» **Fragmento**
Olvidan que, según el diccionario de la Real Academia Española, la primera acepción de la palabra desvergüenza es: insolencia o atrevimiento, dos cuestiones que, dependiendo del prisma con el que se mire, bien podrían ser un halago.

Sospecho que la pretensión de fondo pasa por acusar al adversario de sinvergüenza, de zaherirlo con la intención de minar el valor de sus palabras y de sus actos. A fin de cuentas, un sinvergüenza es una persona cuya presencia genera desconcierto, incomodidad. El sinvergüenza elimina el lazo de confianza con el que se configura el ámbito de lo social. El único criterio que usa es su propio interés. Al menospreciar los vínculos que le ligan a las personas, se desentiende del peso que conlleva la mirada evaluadora del otro.

Aristóteles, en la Retórica, apuntaba que la vergüenza es una fantasía que concierne a la pérdida de reputación. Ahora que el léxico se ha impregnado del tamiz de la productividad, si tenemos en cuenta la definición del estagirita, podríamos concluir que al sinvergüenza no le importa la pérdida de su capital reputacional.

Al sinvergüenza no le importa la pérdida de su capital reputacional

Sin embargo, el desvergonzado no carece de vergüenza, sino que prescinde de ella con un fin determinando que no suele recaer en su propio beneficio. Requiere de atrevimiento y valor desde el momento en el que sabe que tendrá que pagar un precio social por sus actos: la impopularidad (adoxia). Abraza la insolencia y se posiciona ante los ídolos a modo de desafío. Se niega a rendir pleitesía a los códigos de respetabilidad que se erigen como verdades incontestables. Es impertinente desde el momento en el que pone en entredicho las costumbres.

» **Tareas**
**a.** Reproduce literalmente el tramo del fragmento que va desde "Olvidan que, según" hasta "evaluadora del otro.".
**b.** Enumera, sin repetir, todas las palabras del fragmento que sean "vergüenza" o deriven de ella.
Los datos no guardan relación con el fragmento.

» **Lista de datos**
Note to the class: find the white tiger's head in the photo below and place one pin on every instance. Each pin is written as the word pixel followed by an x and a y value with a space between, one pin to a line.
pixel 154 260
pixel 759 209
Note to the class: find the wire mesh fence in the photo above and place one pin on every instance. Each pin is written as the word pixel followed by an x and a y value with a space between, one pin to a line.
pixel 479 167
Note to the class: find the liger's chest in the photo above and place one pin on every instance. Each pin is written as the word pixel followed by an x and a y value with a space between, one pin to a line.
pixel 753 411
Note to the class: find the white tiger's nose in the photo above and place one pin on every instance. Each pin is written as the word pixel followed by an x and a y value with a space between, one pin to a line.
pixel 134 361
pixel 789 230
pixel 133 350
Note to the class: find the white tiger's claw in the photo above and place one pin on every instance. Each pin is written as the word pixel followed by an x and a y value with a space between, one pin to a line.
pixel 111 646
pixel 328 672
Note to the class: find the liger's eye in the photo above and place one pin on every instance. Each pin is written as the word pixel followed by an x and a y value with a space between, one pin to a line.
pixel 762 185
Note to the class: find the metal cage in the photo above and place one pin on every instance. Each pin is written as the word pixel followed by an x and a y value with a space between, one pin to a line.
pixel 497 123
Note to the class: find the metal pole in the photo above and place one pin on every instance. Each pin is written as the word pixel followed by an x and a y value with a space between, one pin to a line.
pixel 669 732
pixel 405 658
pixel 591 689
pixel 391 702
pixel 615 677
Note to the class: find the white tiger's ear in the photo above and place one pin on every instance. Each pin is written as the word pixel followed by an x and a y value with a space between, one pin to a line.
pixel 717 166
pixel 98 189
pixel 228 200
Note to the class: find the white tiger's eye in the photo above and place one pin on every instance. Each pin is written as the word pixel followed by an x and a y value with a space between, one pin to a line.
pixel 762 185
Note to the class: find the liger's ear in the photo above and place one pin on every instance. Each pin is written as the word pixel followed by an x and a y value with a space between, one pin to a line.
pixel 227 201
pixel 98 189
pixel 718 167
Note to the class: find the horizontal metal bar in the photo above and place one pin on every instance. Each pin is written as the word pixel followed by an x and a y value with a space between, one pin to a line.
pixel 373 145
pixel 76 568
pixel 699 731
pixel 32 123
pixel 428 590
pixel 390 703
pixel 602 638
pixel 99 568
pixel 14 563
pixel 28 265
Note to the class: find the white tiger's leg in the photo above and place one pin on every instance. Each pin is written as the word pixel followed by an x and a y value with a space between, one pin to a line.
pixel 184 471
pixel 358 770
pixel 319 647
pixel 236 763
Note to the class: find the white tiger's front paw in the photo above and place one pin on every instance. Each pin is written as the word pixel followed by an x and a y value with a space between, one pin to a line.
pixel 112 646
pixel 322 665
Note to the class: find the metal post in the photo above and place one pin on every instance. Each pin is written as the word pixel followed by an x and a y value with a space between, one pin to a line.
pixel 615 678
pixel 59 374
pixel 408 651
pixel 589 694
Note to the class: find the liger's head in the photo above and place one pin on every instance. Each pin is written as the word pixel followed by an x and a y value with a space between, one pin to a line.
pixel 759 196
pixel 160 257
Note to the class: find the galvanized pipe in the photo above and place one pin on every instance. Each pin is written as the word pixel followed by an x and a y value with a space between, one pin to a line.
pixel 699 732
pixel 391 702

» **Respuestas**
**a.**
Olvidan que, según el diccionario de la Real Academia Española, la primera acepción de la palabra desvergüenza es: insolencia o atrevimiento, dos cuestiones que, dependiendo del prisma con el que se mire, bien podrían ser un halago.

Sospecho que la pretensión de fondo pasa por acusar al adversario de sinvergüenza, de zaherirlo con la intención de minar el valor de sus palabras y de sus actos. A fin de cuentas, un sinvergüenza es una persona cuya presencia genera desconcierto, incomodidad. El sinvergüenza elimina el lazo de confianza con el que se configura el ámbito de lo social. El único criterio que usa es su propio interés. Al menospreciar los vínculos que le ligan a las personas, se desentiende del peso que conlleva la mirada evaluadora del otro.

**b.** desvergüenza, sinvergüenza, vergüenza, desvergonzado